**PROBLEM DESCRIPTION**
Extract the listing below in full, unchanged.

**RECORDS SUPPLIED**
▼

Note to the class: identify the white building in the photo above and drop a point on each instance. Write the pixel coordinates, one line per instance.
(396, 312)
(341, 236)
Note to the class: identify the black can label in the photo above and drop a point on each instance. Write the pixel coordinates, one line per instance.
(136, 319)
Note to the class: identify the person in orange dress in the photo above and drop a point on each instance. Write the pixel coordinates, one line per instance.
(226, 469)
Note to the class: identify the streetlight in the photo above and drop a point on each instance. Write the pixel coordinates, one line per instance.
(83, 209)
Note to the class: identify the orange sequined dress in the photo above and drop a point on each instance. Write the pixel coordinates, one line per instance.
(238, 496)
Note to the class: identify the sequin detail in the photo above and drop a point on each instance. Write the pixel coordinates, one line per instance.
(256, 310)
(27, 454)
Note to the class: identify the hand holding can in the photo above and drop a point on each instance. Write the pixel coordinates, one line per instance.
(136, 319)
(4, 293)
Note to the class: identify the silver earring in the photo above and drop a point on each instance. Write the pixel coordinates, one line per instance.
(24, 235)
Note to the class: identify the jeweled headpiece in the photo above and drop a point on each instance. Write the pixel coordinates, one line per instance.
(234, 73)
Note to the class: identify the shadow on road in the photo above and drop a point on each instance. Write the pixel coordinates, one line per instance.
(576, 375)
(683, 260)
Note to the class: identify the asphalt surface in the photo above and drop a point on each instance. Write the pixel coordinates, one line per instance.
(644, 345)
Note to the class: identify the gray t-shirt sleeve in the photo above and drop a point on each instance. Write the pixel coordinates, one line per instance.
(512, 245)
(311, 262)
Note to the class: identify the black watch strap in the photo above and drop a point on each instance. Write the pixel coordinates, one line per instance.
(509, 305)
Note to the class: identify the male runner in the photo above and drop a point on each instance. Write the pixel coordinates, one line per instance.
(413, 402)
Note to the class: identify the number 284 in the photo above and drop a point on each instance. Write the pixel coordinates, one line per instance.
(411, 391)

▲

**TASK RESULT**
Note to the class: identify the white building in the photo above and drop a point on each instance. Write the pixel coordinates, one line per instance.
(396, 312)
(341, 236)
Note to the class: identify the black can label in the photo above and drop a point on each instance. Write the pixel coordinates, one line per instance.
(136, 319)
Note to the class: identify the person in orange dress in the photo above and drop a point on each instance. Write the pixel coordinates, one line per instance.
(226, 469)
Note to the class: identify the streetlight in the photo above and drop a point on each instance. Write the pixel coordinates, one line per instance.
(83, 209)
Note to the class: identify the orange sequined dress in the photo above and drop a point on each instance. Write the pixel coordinates, one line per instance.
(238, 496)
Note to the class: identify the sequin detail in the photo above and drop a point on each instance. Write the pixel coordinates, one line per instance.
(256, 310)
(27, 454)
Note to the class: identify the hand holding can in the photo above and drop a point on each instance. Write the pixel coordinates, one line per instance.
(136, 319)
(4, 293)
Note to the class: identify the silver earring in the photo above and drop a point on each instance. Write the pixel coordinates, one line per instance.
(24, 235)
Note to the class: identify the jeweled headpiece in the photo above and drop a point on each instance. Write the pixel coordinates, one line per instance.
(234, 73)
Note to the class: identify the shadow on road in the photo above and drop a point on each instance. Write the pixel coordinates, one line per instance.
(576, 375)
(683, 260)
Note to the class: identify the asphalt surface in the photo above and drop a point on each instance. Write the pixel coordinates, one line per instance.
(644, 345)
Note to the class: identify the gray t-shirt sleeve in the photo above and drop a point on each instance. Write the pixel coordinates, one line per instance.
(512, 245)
(311, 262)
Note to the class: identify the black watch strap in the photo above and drop a point on each instance. Write the pixel coordinates, one line per instance.
(509, 305)
Note to the class: identify the male runner in the photo above and drop a point on each instance. Write the pixel coordinates, one line per instance.
(413, 402)
Note to the class: identify the number 284 in the photo above and drop a point on each instance. Write the pixel coordinates, one line per instance.
(411, 391)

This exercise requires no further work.